- [WHAT TO DO]: Can you write out the Calgary Trail text below from "In the early" to "with some controversy.", swapping "controversy" for "opposition"?
Start of DOCUMENT EXTRACT
The roadways are the remnant of the northern terminus of the Calgary and Edmonton Trail, a land transport route between the fur trading posts of Fort Edmonton and Fort Calgary, used as far back as the early 1800s. The roadways were originally part of central Strathcona and conformed to the former city's quadrant numbering system, as such 104 Street (Calgary Trail) was known as Main Street and was the division between the west and east quadrants (Whyte Avenue was the division between the north and south quadrants), while Gateway Boulevard was known as 1st Street E. In 1912, Edmonton and Strathcona amalgamated Edmonton adopted its present numbering system; Main Street was renamed as 104 Street while 1st Street E was renamed as 103 Street. As Alberta's highway system developed, 104 Street became part of Highway 1 (renumbered to Highway 2 in 1941) to the 54 Avenue area before shifting to the southeast and continuing south along the CP rail line Edmonton-Calgary line and aligned with 103 Street, going by the name of Calgary Trail.

The City of Edmonton commissioned the 1963 Metro Edmonton Transportation Study (METS) to address the need for free-flow traffic corridors and more river crossings in the downtown area. The plan proposed a downtown freeway loop with feeder routes, including three southern approaches via Calgary Trail, 111 Street, and 91 Street / Mill Creek Ravine. The transition from 104 Street to Calgary Trail was converted to a split intersection at 51 Avenue, and included partial access 103 Street, which had become a collector road adjacent to the CP rail line. The freeway proposal through the North Saskatchewan River valley and its feeder ravines proved to be very controversial, with public protests suspending construction. In tandem with cost overruns, the majority of the project was cancelled in 1974.

In the early 1980s, 103 Street, 104 Street, and Calgary Trail were converted to one-way streets, with 104 Street carrying southbound traffic while 103 Street and Calgary Trail (renamed as Calgary Trail Northbound) carrying northbound traffic. As part of the project, a parallel, one-way roadway was constructed from the 104 Street / Calgary Trail transition to the 31 Avenue area and designated as Calgary Trail Southbound. The split intersection at 51 Avenue was partially removed (now the site of a Real Canadian Superstore) while the original transition alignment was designated as 54 Avenue. In 2001, Calgary Trail Northbound/103 Street and Calgary Trail Southbound were renamed as Gateway Boulevard and Calgary Trail respectively, initially the name change met with some controversy.
End of DOCUMENT EXTRACT
Start of EXTRACTED ENTRIES
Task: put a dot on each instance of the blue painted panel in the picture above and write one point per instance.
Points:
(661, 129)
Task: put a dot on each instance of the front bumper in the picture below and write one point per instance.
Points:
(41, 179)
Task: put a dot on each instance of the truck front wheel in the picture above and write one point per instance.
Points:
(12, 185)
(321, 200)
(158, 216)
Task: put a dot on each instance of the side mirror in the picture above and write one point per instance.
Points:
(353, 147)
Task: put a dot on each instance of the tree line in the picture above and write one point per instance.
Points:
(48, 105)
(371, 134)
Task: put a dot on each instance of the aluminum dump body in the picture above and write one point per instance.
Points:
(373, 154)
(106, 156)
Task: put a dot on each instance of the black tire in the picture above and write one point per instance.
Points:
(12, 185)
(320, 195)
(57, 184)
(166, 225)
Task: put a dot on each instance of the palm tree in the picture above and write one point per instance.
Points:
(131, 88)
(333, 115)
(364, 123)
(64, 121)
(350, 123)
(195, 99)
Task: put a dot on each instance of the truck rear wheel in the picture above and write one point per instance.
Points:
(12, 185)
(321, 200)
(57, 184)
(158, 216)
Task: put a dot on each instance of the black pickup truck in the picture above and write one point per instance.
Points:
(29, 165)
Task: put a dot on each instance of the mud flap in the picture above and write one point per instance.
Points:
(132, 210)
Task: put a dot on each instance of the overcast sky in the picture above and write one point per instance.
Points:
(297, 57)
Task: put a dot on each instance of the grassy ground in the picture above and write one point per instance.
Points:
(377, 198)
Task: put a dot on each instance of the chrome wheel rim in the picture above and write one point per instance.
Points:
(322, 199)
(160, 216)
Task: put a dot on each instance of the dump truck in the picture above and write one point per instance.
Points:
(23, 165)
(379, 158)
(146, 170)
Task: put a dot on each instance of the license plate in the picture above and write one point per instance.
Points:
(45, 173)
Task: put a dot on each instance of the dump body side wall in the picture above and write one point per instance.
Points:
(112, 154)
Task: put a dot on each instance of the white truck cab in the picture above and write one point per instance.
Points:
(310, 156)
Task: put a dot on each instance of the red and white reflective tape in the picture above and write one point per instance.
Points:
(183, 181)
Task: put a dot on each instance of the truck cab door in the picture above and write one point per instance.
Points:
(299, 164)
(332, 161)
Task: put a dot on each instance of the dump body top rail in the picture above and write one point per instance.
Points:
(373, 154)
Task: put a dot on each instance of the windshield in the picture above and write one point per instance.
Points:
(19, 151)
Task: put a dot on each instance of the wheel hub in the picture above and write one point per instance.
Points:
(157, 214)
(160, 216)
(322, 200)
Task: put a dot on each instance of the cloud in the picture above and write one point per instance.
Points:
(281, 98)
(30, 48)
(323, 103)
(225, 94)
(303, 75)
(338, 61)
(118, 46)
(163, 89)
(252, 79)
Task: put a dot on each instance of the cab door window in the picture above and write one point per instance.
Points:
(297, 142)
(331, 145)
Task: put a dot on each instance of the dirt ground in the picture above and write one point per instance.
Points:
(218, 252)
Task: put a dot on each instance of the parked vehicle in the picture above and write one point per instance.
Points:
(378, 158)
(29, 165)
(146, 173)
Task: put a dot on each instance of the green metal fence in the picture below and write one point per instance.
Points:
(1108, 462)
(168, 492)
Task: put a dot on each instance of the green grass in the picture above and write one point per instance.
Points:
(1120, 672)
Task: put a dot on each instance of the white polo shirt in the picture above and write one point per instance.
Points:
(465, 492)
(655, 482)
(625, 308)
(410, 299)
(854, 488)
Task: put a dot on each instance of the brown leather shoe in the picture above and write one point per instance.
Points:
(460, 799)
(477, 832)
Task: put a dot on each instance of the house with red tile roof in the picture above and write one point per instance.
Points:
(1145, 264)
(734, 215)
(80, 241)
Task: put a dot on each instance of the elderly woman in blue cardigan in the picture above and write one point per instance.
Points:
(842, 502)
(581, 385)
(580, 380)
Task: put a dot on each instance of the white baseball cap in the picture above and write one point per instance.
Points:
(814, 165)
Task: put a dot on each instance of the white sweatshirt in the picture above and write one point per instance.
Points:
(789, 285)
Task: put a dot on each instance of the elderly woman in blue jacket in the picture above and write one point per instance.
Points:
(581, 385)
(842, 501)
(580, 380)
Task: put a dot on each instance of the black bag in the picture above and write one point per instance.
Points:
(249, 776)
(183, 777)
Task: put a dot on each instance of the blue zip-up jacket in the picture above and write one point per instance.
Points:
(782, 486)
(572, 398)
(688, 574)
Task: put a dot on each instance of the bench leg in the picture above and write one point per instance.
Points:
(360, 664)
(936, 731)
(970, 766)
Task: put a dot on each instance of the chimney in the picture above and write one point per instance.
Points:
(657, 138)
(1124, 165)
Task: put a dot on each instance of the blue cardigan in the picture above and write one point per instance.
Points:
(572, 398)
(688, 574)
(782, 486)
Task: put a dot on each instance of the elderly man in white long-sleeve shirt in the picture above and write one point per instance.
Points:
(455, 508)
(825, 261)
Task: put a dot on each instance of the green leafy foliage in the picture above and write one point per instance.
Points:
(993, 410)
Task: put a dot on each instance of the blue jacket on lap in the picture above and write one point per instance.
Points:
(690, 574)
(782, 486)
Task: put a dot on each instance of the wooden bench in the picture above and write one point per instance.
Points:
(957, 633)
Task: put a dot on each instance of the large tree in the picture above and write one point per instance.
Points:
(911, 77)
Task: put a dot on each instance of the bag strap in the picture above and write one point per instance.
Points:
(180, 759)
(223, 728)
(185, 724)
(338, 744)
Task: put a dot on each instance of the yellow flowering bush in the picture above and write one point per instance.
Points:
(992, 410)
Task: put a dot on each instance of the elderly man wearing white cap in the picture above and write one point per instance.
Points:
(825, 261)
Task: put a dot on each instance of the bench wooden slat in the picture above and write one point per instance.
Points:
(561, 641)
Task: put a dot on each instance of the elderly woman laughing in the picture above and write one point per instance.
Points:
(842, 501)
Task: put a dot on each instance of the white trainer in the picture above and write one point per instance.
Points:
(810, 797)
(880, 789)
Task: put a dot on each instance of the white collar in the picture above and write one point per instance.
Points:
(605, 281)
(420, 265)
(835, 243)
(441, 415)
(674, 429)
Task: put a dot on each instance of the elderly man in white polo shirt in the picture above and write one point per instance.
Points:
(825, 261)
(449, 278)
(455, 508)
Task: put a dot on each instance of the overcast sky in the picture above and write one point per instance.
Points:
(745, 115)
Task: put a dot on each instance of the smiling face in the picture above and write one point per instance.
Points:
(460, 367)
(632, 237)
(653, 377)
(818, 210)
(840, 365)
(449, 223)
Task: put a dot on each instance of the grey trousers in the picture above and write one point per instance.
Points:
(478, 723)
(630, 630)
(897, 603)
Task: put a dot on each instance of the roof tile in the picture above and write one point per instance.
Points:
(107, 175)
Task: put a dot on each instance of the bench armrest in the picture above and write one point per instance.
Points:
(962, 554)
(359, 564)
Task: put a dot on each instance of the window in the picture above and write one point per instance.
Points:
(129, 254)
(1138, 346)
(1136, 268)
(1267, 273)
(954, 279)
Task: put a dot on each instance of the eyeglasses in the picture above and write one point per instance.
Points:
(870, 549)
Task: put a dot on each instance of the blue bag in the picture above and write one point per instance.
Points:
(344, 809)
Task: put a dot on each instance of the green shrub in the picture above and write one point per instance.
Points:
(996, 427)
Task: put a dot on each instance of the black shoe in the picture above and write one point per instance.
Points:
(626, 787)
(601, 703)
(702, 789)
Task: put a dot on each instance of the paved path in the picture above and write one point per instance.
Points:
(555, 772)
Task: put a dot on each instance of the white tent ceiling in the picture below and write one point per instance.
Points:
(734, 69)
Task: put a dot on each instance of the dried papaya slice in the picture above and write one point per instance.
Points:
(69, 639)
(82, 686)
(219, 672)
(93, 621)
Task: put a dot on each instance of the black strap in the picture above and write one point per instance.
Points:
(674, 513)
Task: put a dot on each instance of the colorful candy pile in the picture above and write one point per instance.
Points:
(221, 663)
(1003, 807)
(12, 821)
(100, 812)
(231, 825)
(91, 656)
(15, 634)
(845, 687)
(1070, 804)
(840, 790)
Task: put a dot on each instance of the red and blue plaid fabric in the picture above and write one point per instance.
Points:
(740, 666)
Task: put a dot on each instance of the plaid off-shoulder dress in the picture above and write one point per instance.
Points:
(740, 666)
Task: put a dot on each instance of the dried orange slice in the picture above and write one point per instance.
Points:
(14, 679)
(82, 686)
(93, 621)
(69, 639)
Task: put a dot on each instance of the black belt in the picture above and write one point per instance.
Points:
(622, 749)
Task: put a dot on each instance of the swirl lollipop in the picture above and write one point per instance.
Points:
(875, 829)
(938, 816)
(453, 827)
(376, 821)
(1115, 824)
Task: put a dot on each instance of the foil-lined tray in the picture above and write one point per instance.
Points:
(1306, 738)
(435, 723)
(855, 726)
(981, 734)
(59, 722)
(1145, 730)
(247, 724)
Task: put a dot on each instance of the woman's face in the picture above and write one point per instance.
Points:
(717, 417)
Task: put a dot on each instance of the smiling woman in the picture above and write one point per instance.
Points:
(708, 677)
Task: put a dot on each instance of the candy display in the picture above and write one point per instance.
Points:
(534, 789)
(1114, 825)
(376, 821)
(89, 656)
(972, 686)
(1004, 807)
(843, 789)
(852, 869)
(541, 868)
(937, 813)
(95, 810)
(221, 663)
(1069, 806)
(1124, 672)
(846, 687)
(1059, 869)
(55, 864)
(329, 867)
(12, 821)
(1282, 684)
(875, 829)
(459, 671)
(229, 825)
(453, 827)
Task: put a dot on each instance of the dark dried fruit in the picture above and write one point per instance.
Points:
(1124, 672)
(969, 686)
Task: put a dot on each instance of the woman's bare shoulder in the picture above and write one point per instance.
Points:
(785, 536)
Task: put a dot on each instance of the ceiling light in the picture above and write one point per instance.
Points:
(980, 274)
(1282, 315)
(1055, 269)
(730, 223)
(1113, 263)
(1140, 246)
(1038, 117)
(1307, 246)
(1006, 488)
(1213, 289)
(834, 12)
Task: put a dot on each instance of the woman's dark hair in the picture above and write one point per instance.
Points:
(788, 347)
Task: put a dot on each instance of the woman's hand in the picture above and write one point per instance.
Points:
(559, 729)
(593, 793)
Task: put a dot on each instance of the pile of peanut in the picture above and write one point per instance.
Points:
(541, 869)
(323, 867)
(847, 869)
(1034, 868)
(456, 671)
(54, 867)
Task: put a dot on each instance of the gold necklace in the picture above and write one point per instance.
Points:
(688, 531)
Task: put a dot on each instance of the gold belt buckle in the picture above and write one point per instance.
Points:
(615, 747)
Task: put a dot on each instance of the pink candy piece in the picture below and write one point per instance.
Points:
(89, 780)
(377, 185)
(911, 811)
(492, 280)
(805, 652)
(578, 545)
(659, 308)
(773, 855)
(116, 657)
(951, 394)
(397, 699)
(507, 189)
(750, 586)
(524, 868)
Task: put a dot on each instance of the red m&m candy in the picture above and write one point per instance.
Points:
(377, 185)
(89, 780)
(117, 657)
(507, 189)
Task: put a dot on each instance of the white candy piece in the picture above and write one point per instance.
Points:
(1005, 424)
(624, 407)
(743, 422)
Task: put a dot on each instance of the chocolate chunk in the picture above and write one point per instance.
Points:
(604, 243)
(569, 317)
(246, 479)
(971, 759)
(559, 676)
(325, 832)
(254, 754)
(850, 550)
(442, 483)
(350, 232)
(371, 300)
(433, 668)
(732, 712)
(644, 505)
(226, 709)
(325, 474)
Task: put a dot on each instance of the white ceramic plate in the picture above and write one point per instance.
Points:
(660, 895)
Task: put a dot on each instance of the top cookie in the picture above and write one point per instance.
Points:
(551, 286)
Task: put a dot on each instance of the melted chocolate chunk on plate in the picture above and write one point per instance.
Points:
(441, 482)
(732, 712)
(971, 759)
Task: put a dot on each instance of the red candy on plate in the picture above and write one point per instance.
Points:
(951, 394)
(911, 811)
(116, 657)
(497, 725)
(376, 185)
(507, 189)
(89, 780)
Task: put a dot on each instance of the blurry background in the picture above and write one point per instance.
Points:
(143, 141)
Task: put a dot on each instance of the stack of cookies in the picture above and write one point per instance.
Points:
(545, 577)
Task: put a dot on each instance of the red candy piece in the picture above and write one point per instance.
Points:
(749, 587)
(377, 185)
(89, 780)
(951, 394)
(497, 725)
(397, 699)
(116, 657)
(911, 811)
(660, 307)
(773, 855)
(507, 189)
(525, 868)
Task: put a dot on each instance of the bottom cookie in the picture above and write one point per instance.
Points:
End of EXTRACTED ENTRIES
- [REPLY TO THE TASK]:
In the early 1980s, 103 Street, 104 Street, and Calgary Trail were converted to one-way streets, with 104 Street carrying southbound traffic while 103 Street and Calgary Trail (renamed as Calgary Trail Northbound) carrying northbound traffic. As part of the project, a parallel, one-way roadway was constructed from the 104 Street / Calgary Trail transition to the 31 Avenue area and designated as Calgary Trail Southbound. The split intersection at 51 Avenue was partially removed (now the site of a Real Canadian Superstore) while the original transition alignment was designated as 54 Avenue. In 2001, Calgary Trail Northbound/103 Street and Calgary Trail Southbound were renamed as Gateway Boulevard and Calgary Trail respectively, initially the name change met with some opposition.